#### EXCERPT
|---|
What would an ancient Mayan shaman, peering forward in time in some mystical trance, have thought of the three of us, trudging through the jungle with strange rubber skin and heavy tanks of air on our backs?
As we sprouted webbed fins from our feet and dove into the cave opening below, descending below the dark water, the Mayan sage would perhaps have understood that we were spirits on our way into the Underworld.
And so we were, for we were diving in the famous Yucatan cenotes.
Cenote Diving in Tulum
Millions of years ago, the Yucatan peninsula was a coral sea. Uplifted above the water level, the coral turned into limestone. The erosion of water created pockets in the limestone, which joined together and formed the caves, pits, and tunnels that riddle the whole area, and are known as cenotes.
In addition to using them for pure groundwater access, the Mayans thought cenotes had spiritual significance, and often conducted religious rituals there (including sacrifices of humans, animals, or valuable goods).
My wife and I are in the area for a vacation and wanted to explore these special places, above and below the water line.
We dove together yesterday in two cenotes in Tulum, with La Calypso scuba-diving tour company. We met our friendly and knowledgeable French scuba guide, Nicolas, downtown. After selecting and packing our gear and oxygen tanks, we hopped in his truck and rattled off to the nearby cenotes.
The first was known as Gran Cenote, and was well developed for tourists, with a building containing washrooms and changing areas, and steps leading down to a large wooden platform in the cenote for scuba divers and snorklers to assemble their gear.
We checked our scuba gear and did a forward step into the water, then sank slowly beneath it. We followed Nicolas in single file, following along the underwater safety wire into the darkness of the cenote tunnels. Our way was lit only by the torches we carried, and sometimes, stunningly, by pockets of overhead light where the cenote ceiling opened up to the sky.
|---|
Coordinate labeling data
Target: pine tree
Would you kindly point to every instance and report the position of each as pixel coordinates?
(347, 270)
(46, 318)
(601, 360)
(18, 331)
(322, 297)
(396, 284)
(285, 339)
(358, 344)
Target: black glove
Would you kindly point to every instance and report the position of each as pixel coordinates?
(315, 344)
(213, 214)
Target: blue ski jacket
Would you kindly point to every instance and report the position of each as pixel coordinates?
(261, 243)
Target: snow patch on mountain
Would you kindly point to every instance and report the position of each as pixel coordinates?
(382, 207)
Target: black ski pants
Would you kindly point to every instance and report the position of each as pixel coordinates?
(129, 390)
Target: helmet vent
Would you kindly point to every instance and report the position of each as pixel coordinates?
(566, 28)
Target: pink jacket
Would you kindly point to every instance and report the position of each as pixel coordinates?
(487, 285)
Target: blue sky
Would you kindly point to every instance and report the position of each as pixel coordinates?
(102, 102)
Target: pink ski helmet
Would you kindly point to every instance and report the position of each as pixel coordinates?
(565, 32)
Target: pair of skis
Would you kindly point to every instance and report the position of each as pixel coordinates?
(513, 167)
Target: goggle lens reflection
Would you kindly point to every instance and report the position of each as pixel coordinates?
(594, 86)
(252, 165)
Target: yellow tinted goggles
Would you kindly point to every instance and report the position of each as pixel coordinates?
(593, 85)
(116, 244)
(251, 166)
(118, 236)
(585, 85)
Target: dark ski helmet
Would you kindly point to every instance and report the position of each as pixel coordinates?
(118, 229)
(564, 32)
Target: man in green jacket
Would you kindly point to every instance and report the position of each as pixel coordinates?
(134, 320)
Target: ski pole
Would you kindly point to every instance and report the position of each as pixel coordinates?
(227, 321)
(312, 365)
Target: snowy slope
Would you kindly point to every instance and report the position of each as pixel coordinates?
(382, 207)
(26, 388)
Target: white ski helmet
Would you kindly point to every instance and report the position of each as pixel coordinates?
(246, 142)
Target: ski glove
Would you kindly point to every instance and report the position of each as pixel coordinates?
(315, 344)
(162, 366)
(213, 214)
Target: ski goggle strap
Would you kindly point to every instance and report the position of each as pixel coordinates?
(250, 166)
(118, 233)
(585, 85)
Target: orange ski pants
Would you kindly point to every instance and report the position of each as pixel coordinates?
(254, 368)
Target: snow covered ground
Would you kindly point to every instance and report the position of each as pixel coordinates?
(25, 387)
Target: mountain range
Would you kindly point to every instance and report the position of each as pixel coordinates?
|---|
#### DIRECTIVES
a - Check each statement against the cenote diving account and answer yes or no, quoting the words that decide it: (i) the Yucatan peninsula was once a coral sea; (ii) during the dive in Gran Cenote, the torches the divers carried were the only source of light; (iii) the scuba guide, Nicolas, was French.
b - Please reproduce the part of the cenote diving account that opens with the words containing "My wife and" and closes with "the nearby cenotes.".

#### OUTPUTS
a -
(i) Yes: "Millions of years ago, the Yucatan peninsula was a coral sea."
(ii) No: "Our way was lit only by the torches we carried, and sometimes, stunningly, by pockets of overhead light where the cenote ceiling opened up to the sky."
(iii) Yes: "We met our friendly and knowledgeable French scuba guide, Nicolas, downtown."

b -
My wife and I are in the area for a vacation and wanted to explore these special places, above and below the water line.
We dove together yesterday in two cenotes in Tulum, with La Calypso scuba-diving tour company. We met our friendly and knowledgeable French scuba guide, Nicolas, downtown. After selecting and packing our gear and oxygen tanks, we hopped in his truck and rattled off to the nearby cenotes.